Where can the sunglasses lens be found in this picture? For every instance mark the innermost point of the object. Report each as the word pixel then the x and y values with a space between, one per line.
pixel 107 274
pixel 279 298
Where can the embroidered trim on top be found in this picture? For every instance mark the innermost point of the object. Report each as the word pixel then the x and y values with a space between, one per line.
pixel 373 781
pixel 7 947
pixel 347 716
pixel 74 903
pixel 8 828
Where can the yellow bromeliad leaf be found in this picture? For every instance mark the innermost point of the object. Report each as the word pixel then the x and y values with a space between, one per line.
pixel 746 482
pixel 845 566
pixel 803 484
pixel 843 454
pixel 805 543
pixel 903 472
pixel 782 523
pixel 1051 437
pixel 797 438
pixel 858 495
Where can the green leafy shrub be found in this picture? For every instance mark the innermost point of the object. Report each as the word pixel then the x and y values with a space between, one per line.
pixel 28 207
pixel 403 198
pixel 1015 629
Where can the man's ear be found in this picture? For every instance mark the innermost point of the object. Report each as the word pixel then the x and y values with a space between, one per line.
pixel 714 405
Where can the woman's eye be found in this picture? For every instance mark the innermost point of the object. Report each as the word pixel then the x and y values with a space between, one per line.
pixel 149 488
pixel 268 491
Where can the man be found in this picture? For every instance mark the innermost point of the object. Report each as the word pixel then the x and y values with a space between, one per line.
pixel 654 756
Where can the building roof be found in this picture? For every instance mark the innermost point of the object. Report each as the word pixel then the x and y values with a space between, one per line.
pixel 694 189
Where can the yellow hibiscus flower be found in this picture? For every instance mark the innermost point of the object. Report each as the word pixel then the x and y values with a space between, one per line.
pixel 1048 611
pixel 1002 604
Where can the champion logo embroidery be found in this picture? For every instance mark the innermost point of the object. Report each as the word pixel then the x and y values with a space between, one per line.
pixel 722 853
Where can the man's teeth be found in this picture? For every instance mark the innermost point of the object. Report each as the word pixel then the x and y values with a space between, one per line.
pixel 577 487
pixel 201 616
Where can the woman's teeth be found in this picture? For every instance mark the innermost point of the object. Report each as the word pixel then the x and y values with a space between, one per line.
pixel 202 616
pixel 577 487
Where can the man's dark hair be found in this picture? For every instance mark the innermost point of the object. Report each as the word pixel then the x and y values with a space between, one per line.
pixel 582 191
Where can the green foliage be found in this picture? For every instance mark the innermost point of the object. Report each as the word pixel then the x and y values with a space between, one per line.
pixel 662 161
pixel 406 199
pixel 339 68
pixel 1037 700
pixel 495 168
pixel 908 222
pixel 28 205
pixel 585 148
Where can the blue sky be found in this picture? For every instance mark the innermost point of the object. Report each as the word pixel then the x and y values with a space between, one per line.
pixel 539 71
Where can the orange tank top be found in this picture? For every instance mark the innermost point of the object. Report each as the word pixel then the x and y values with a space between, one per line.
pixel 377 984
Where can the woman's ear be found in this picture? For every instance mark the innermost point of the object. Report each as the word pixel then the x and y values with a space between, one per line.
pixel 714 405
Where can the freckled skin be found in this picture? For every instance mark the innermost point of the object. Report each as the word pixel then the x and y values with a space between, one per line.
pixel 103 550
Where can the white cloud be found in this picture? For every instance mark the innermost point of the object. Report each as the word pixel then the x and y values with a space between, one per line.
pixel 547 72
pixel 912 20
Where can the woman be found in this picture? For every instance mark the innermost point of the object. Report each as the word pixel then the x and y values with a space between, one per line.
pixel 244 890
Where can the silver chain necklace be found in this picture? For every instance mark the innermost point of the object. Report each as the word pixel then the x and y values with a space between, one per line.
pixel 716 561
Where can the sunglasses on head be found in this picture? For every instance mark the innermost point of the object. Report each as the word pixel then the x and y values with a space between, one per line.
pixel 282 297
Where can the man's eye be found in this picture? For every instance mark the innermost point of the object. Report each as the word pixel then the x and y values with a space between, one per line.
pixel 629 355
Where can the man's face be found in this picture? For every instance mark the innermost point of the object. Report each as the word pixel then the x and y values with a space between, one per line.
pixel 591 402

________________

Could you quote the material above in full, exactly as it stands?

Where can the sunglasses lens be found in this picture? For every instance mark the innermost point of the object. Report each as the word pixel then the x and y values with a space between, one per line.
pixel 107 274
pixel 279 298
Where can the embroidered trim on top be found in this picture? For every instance mark the innermost point of the object. Report each as the word pixel then the x and y values with a space between, one per line.
pixel 373 781
pixel 7 947
pixel 347 716
pixel 74 903
pixel 8 828
Where can the yellow bromeliad leaf be found in this picture? For every instance mark the innermost point of the object. Report each as the word pixel then the x and y values with a space between, one per line.
pixel 746 482
pixel 845 566
pixel 803 484
pixel 843 454
pixel 805 543
pixel 903 472
pixel 782 523
pixel 1051 437
pixel 797 438
pixel 858 495
Where can the green leafy shrub be found in this picture? For every instance mark the innermost point of the object. Report each as the word pixel then the x and y values with a space between, one per line.
pixel 28 207
pixel 403 198
pixel 1015 629
Where can the man's ear be found in this picture? For every instance mark the innermost point of the object. Report each as the word pixel then the x and y values with a space between, one per line.
pixel 714 405
Where can the woman's eye be found in this picture? For every instance mark the innermost point of the object. Report each as the word pixel then the x and y values with a space between, one per line.
pixel 149 488
pixel 268 491
Where can the man be found in this picture? For every instance mark the innermost point of the object. Report each as the word pixel then the x and y values with a space between, one per line.
pixel 654 756
Where can the building roof be found in this picture? For every instance mark the innermost point of the object. Report each as the word pixel then the x and y values with a space between, one per line.
pixel 694 189
Where can the yellow hibiscus flower be found in this picture? For every instance mark the innermost point of the object. Report each as the word pixel then the x and y values with a space between, one per line.
pixel 1048 611
pixel 1002 604
Where can the champion logo embroidery be found in this picture? For every instance mark the innermost point of the object. Report each as the word pixel then the x and y values with a space between, one per line.
pixel 722 853
Where can the man's teeth be found in this picture? For every instance mark the innermost point of the object. Report each as the word pixel then the x and y values with a space between, one per line.
pixel 577 487
pixel 201 616
Where can the woman's teeth be found in this picture? For every instance mark the innermost point of the object. Report each as the word pixel then the x and y values with a space between, one per line.
pixel 202 616
pixel 577 487
Where can the man's dark hair be found in this picture? For every instance mark the innermost point of the object. Report each as the word pixel then the x and y values with a space between, one per line.
pixel 582 191
Where can the green foliage be found in this picture? For every instance mark the innermost point of the object. Report each as the word pixel then the x and y values with a space between, one per line.
pixel 662 161
pixel 406 199
pixel 339 68
pixel 1037 700
pixel 495 168
pixel 908 222
pixel 28 205
pixel 585 148
Where can the blue sky be found in this picture? For every instance mark the innermost point of the object. Report each as the word pixel then the x and y values with a space between, one per line.
pixel 539 71
Where can the orange tank top be found in this picture? For every instance mark the innermost point of the object. Report each as the word pixel then the x and y values with a space between, one per line.
pixel 377 984
Where can the woman's ear be found in this picture? For every instance mark the innermost point of the object. Report each as the word pixel then the x and y values with a space between, one per line.
pixel 714 405
Where can the freckled skin be found in this picture? For every instance mark the innermost point of the object. Report each as the word pixel then the x and y values with a space between, one per line.
pixel 103 550
Where can the white cloud be found in this picture? For every instance mark the innermost point of the object. Report each as the word pixel then the x and y values with a space between, one per line.
pixel 547 72
pixel 912 20
Where can the woman be found in this picture? For every instance mark the innermost point of the object. Report each as the word pixel then the x and y values with a space between, one per line.
pixel 244 890
Where can the silver chain necklace be found in this picture? For every instance mark the innermost point of the object. Report each as the word pixel then the x and y values with a space between, one per line.
pixel 716 561
Where can the sunglasses on head be found in this picture? For every instance mark the innermost point of the object. Report each as the word pixel then the x and y values with a space between, one per line.
pixel 282 297
Where can the man's eye be found in this picture? For every instance mark the innermost point of the object. Report each as the word pixel then the x and y values with a space between, one per line.
pixel 629 355
Where can the man's face be found in this picture? For every instance mark the innermost point of the object. Report each as the word pixel then the x and y values with a space between, one per line.
pixel 591 402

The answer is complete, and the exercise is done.